**What to produce**
Restate word for word the lines from the one containing "Target: red stage base" through the end of the listing below, with both ends included.

— begin —

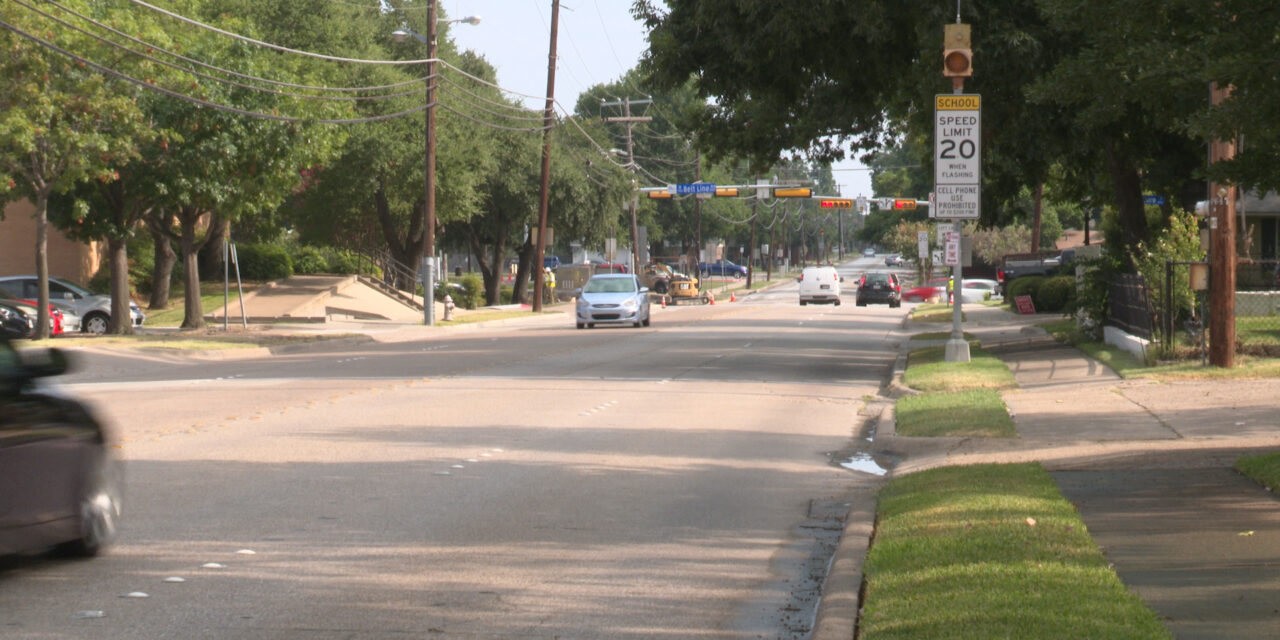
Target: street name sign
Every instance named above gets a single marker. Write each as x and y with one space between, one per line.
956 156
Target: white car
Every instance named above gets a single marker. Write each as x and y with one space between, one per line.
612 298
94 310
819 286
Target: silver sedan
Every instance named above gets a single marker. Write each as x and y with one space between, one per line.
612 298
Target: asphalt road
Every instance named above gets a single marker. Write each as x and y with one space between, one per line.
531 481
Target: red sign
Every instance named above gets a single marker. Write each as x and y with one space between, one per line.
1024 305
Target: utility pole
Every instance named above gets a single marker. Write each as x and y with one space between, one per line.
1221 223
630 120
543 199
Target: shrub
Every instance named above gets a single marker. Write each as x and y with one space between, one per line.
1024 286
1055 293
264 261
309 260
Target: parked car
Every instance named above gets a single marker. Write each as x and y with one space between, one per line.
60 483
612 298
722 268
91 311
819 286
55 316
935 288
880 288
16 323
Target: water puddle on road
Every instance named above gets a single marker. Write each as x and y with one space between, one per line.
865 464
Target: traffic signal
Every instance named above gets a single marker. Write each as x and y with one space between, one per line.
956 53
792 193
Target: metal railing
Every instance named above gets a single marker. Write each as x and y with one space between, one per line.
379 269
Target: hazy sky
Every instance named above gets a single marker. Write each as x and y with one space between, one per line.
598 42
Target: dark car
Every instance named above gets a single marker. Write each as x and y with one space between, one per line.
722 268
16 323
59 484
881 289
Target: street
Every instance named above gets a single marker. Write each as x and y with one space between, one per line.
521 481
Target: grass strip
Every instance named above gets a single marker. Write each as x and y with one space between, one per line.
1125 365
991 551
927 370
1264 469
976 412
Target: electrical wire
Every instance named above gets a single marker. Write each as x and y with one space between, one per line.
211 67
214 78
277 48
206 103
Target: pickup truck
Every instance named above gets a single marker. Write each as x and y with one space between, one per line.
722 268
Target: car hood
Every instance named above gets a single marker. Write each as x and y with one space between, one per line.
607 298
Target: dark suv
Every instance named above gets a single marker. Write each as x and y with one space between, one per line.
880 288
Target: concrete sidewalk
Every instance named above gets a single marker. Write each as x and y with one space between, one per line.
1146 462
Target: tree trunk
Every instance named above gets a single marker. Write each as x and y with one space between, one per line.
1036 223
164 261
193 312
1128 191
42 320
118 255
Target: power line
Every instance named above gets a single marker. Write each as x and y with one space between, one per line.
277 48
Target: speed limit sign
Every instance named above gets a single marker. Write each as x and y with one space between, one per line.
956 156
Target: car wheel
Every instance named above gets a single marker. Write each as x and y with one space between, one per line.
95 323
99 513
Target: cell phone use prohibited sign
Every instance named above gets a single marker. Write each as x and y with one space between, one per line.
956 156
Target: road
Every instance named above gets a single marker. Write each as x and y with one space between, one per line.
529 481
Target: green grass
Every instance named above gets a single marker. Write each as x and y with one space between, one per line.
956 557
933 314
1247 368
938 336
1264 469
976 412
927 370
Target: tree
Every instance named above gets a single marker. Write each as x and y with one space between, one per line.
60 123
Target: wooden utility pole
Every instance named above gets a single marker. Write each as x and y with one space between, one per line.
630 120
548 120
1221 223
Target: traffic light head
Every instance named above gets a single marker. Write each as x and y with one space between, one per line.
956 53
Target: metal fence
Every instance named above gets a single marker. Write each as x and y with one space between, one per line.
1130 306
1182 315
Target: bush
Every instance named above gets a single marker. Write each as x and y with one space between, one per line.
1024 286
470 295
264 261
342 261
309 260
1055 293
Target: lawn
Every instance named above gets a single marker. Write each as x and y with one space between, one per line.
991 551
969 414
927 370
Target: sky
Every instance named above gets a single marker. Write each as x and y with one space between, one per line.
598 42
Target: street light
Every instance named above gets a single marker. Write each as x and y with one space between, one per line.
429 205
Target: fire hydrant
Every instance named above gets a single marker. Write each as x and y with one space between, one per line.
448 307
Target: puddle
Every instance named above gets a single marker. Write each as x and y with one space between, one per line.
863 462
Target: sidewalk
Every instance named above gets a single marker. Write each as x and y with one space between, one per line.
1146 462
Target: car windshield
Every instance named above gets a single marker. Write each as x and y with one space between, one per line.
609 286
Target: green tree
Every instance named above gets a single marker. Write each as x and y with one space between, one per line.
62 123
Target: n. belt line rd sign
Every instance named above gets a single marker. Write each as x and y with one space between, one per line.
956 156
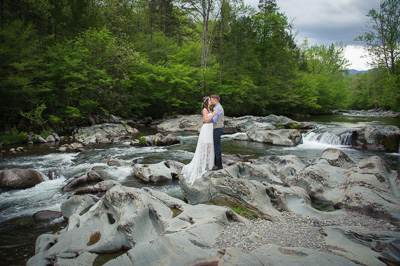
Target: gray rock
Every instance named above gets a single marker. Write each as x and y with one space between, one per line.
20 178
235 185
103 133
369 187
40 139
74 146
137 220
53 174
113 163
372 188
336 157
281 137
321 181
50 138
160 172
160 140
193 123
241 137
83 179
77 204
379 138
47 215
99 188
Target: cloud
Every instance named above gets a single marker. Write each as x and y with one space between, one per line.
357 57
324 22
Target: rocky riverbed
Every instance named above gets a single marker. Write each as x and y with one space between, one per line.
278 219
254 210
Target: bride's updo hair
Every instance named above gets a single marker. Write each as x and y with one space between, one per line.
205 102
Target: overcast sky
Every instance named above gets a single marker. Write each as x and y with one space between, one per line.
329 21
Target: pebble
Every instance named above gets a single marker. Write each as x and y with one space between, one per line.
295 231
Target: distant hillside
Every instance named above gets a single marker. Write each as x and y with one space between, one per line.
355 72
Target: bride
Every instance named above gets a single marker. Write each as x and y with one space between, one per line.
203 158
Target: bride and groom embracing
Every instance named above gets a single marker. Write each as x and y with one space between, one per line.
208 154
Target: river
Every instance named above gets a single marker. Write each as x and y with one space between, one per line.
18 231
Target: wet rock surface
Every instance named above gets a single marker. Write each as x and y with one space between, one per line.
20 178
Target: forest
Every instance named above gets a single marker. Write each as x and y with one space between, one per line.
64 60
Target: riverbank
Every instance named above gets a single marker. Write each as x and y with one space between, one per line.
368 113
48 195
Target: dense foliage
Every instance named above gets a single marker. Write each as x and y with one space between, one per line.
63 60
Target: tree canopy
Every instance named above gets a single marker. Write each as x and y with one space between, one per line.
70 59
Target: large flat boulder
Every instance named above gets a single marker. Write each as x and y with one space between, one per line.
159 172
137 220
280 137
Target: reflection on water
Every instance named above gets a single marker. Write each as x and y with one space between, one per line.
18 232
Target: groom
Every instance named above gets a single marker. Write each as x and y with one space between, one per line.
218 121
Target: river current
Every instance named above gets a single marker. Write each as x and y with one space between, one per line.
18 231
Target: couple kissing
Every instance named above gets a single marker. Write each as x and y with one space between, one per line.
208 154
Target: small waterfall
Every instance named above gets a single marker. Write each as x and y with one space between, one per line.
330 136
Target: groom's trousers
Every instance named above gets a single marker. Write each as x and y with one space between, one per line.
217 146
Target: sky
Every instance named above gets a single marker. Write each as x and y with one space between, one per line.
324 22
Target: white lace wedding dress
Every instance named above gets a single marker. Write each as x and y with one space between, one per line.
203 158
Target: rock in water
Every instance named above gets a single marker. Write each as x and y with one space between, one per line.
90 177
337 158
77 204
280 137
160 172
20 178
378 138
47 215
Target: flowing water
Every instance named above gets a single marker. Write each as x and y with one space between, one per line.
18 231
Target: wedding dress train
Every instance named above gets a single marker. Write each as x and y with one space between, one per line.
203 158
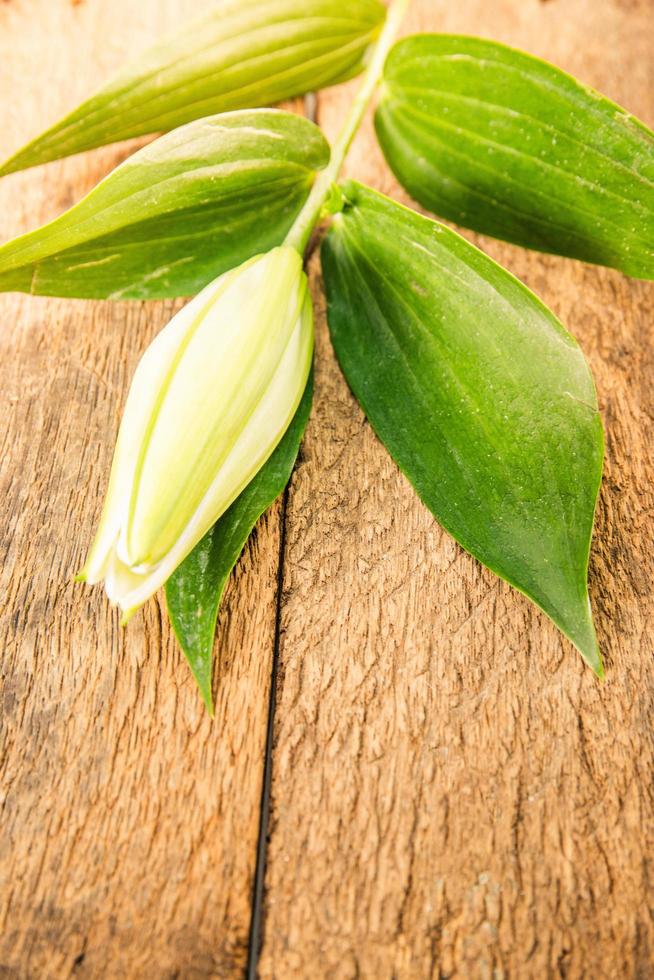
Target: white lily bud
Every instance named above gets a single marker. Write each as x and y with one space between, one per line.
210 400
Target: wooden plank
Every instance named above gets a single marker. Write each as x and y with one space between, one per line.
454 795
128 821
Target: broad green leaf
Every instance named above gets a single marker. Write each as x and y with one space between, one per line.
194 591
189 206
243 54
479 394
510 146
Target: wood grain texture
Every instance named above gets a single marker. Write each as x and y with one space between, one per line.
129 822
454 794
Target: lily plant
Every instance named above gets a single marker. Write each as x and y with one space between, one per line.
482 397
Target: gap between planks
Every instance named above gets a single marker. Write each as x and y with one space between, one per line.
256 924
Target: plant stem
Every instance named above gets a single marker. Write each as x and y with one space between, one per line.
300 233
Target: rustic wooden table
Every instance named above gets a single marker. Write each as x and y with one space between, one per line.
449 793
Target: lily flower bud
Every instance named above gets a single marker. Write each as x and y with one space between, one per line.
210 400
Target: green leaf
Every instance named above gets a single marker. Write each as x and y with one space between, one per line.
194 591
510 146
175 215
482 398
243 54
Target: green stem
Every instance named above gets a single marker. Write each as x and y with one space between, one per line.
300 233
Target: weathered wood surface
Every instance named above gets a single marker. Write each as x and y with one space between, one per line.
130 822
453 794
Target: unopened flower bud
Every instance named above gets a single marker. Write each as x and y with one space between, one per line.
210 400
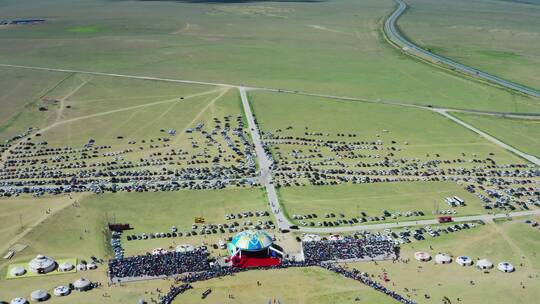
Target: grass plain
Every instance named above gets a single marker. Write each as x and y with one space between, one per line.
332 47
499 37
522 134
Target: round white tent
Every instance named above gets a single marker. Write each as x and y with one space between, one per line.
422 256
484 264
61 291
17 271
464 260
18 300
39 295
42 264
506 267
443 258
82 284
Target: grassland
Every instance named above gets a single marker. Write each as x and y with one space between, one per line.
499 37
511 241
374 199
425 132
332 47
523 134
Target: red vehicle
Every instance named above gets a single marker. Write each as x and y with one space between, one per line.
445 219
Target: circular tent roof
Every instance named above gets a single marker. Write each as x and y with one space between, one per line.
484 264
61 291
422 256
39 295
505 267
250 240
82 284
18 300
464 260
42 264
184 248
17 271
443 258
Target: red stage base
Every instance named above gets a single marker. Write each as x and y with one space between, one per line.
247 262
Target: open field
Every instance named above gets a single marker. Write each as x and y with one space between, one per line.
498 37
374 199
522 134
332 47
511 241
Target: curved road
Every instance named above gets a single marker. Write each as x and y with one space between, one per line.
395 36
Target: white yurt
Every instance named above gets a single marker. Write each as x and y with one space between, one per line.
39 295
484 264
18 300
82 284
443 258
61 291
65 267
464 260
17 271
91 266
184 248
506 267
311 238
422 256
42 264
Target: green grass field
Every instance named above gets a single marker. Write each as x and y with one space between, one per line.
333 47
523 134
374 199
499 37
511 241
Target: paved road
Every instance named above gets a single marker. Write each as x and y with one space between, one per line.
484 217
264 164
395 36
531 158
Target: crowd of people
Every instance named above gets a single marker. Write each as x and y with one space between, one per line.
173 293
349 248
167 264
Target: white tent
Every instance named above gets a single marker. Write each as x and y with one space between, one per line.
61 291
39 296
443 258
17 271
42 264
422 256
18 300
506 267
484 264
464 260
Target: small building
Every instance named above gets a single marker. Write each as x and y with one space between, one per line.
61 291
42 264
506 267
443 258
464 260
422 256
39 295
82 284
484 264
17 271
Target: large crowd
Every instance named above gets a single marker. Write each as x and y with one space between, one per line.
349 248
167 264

— end —

**Answer for this exercise**
Target: red stage base
Every instance named above gets a single marker. Write each as x and y with one space between, one per line.
247 262
Target: open field
Every instance named above gets a single marker. Write each as x and y with one space between, one per line.
498 37
374 199
522 134
332 47
511 241
Target: curved road
Every instance named above gets a single marker. Write each as x and y with one space between, one per line.
395 36
Target: white yurt
Every instance named above gets a single marker. Write each as x and y with one space between, one per line.
39 295
484 264
18 300
82 284
443 258
61 291
65 267
464 260
17 271
91 266
184 248
506 267
311 238
422 256
42 264
Target: green grass field
Every instance named above gets a single marker. Write each as x and y with one space between, one per line.
333 47
523 134
374 199
499 37
511 241
Target: paved road
Every instance named above gets a single marker. Write each as x and y with one space between, one per line.
484 217
264 164
395 36
531 158
Target: crowd of people
Every instance named above gets a single marker. Write each as x and y with one space between, one per line.
173 293
349 248
167 264
Target: white tent
Every instance named above gets a single marker. Write each as x and y with one space between, one per line.
61 291
39 296
443 258
17 271
42 264
422 256
18 300
506 267
484 264
464 260
Target: small building
Every instance named above gets a single marker. Write each as x and y with one space between, one per line.
61 291
42 264
506 267
443 258
464 260
422 256
39 295
82 284
484 264
17 271
Target: large crowd
Every instance named above gets a single marker. Write each as x and y with one space between, one per line.
349 248
167 264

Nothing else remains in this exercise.